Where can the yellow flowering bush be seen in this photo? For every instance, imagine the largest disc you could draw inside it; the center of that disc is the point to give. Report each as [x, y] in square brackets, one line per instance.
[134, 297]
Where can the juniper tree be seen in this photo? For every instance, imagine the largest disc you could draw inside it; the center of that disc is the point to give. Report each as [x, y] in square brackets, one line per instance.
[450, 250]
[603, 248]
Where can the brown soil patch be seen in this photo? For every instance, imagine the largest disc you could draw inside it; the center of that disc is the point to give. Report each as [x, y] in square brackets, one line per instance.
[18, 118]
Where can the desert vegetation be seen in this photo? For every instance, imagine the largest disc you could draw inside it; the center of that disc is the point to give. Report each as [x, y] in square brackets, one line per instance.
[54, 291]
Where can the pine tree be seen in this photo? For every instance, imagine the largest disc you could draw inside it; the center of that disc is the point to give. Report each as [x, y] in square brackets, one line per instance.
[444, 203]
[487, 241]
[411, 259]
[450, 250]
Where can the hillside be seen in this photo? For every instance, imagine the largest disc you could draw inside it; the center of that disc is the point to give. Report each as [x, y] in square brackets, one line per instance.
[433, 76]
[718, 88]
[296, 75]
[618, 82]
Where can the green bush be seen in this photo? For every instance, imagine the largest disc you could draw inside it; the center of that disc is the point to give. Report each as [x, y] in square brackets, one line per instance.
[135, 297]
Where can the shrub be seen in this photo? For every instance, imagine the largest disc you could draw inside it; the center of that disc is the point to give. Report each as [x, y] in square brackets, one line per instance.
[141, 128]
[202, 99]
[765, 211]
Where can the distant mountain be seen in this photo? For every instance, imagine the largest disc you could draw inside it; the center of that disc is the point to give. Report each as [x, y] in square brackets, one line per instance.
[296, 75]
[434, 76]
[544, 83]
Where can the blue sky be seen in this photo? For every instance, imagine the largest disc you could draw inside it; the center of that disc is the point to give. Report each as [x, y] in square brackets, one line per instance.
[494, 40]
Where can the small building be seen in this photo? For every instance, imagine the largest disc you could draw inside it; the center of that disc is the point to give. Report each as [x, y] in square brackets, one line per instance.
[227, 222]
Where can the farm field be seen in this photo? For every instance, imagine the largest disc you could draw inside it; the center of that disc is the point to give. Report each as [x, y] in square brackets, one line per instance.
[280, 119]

◆ Exercise task ◆
From the first line to the last, retype the data exactly.

◆ Final answer ◆
Where can the yellow flowering bush be seen in this photo? For every instance, imagine the largest disc you could draw inside it; the center of that disc is the point to give. Report each as [x, y] in square brackets, one line per instance.
[134, 297]
Where can the juniper tree be seen in this photo? For every instance, imagine the largest disc you could draw inside it; the center of that disc is the point to give. Report each as [x, y] in square brackets, one line per instance.
[450, 250]
[603, 248]
Where can the brown soil patch be seen in this photo? For every instance, imagine the largest disc you could draw inside it; the center of that disc is the point to give. Report each as [x, y] in square brackets, one line per instance.
[18, 118]
Where can the desert vegetation be seen in this photo? For every instance, imagine the largest disc you could draw inside it; the center of that disc is the point to give. Report each as [x, y] in square brackets, one line per instance.
[54, 291]
Where can the pine tree be seen in this photo? For every instance, imagine the largest disc you could draw inside it; the center of that disc is the point to give. Report each as [x, y] in square brackets, one line per instance.
[444, 203]
[487, 241]
[411, 259]
[450, 250]
Where can the hillside be seen in this photo? For every instance, imagine the largest disc you could draw inside it; the center of that disc is the point to give. Report each as [x, y] in square brackets, one line per instance.
[433, 76]
[718, 88]
[296, 75]
[618, 82]
Where can the green bush be seen in this photo? For every instance, imagine the largest disc you could draw inside it; the center of that disc is the point to give. Report each as [x, y] in square brackets, one line per instance.
[135, 297]
Where can the shrub be seen in this photo? For every instance, imagine the largest disc you could draw inside it; the center of that disc is the point to give. Report each as [x, y] in square brackets, one line per instance.
[141, 128]
[202, 99]
[765, 211]
Where can the distant mountain be seen in this photo? For every instance, imagine the largest disc you could draw inside it; the center of that disc is the point to give. Report each as [x, y] in square brackets, one line per instance.
[296, 75]
[434, 76]
[544, 83]
Where can the blue sky be seen in this photo? For every instance, imagine the largest disc you could draw inside it; the center of that disc is the point to give. Report each as [x, y] in square brackets, one line per instance.
[494, 40]
Where can the small building be seen in this photo? For every instance, imagine the largest disc you could draw inside it; the center of that disc is the point to give. Report each as [x, y] in square brackets, one line per instance.
[227, 222]
Where can the farm field be seen in this photo? For every instance, imagine the largest disc you could draw inside it; the center of that disc is the point to give. Report each as [x, y] in square brackets, one line per instance.
[280, 119]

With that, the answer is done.